◆ **Tasks**:
1/ Answer these questions using the Mt. Olive Furnace history below. Mark each answer with the same letter.
(a) About how many acres of land were purchased in 1846?
(b) How thick did an ore seam deep below ground level need to be for it to be drift mined?
(c) On a large meiler, how long could it take before the wood was completely charred?
2/ In the Mt. Olive Furnace history below, rewrite the paragraph beginning "In 1846 John Campbell" as a short bulleted list that keeps its main facts.
3/ Carry on the Mt. Olive Furnace history below, picking up after its last sentence.

Mt. Olive Furnace History  

 

Mt. Olive Furnace History
Written by Amos Hawkins

In 1846 John Campbell, John Peters, Madison Cole, William Clements and J. L. Thompson purchased about 3,600 acres of wilderness land 20 miles up the Iron Trail from the County Courthouse in Ironton . Their intention was to build another iron furnace next to Olive Creek. They hired miners whose task it would be to locate an ore seam, to strip mine the iron ore and to stockpile it. If the ore seam were deep below ground level and at least four feet in thickness, it would be drift mined. Some of the miners would locate limestone and begin mining it. All of this would be stockpiled and hauled to the furnace as soon as the furnace was ready. A note should be made here that the miners in those days did not have any protection against disasters in the mines nor did they have any protection against the rock dust or ore dust and many of them died from associated illnesses.1

The colliers would find a place next to a creek or a branch where they would cut and char wood for charcoal ( on a large meiler it could take as long as a month before the wood would be completely charred).

◆ **Material provided**:

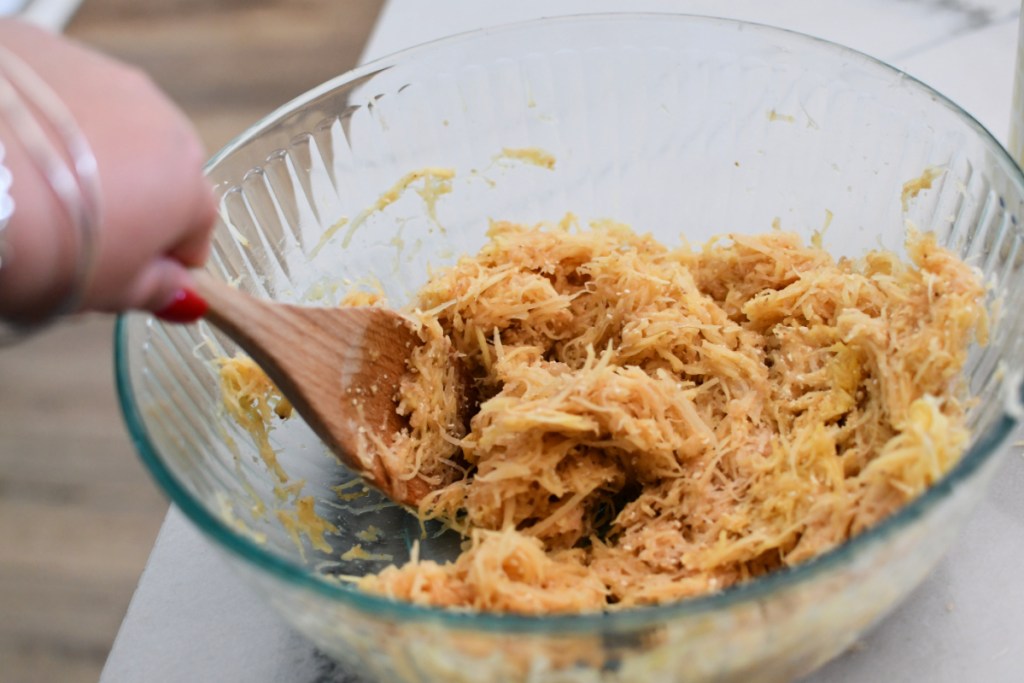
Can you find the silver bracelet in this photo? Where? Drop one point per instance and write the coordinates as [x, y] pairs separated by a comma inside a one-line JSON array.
[[31, 109]]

◆ **Task responses**:
1/
(a) About 3,600 acres.
(b) At least four feet.
(c) As long as a month.

2/
- In 1846, John Campbell, John Peters, Madison Cole, William Clements and J. L. Thompson bought about 3,600 acres of wilderness land 20 miles up the Iron Trail from the County Courthouse in Ironton.
- They planned to build another iron furnace next to Olive Creek.
- They hired miners to locate an ore seam and to strip mine and stockpile the iron ore.
- Ore seams that lay deep below ground level and were at least four feet thick would be drift mined.
- Some miners located and mined limestone.
- All of the stockpiled material would be hauled to the furnace once it was ready.
- The miners had no protection against mine disasters or against rock and ore dust, and many died from related illnesses.

3/
While this was going on in the woods, masons and stone cutters were hired to begin carving the lower portion of the cupalo. The upper portion would be of cut and hewed sandstone rocks laid one on top of the other in an overlapping way until the height of 38 feet was achieved.

When the bottom of the furnace was carved to the proper specifications, the stone masons began to build the inner lining of fire brick made in Scioto County. These bricks had the correct inward curve and the outward curve molded into them when they were fired. This was done to make the bottle shape of the inner lining. The inner lining and the outer shell were raised at about the same time usually, but at Olive the lower rock was carved first and then the firebrick of the inward lining was laid to the top of the carved rock and when they were the same height they were raised up together. The inner lining of fire brick was cemented into place with a mixture of fire clay and sand or ore dust. Regular cement would powder when heated and not hold.2 The outside shell would support the inward lining in various places as they went up. The hewed rocks of the outer shell were not cemented. They were held in place by their weight.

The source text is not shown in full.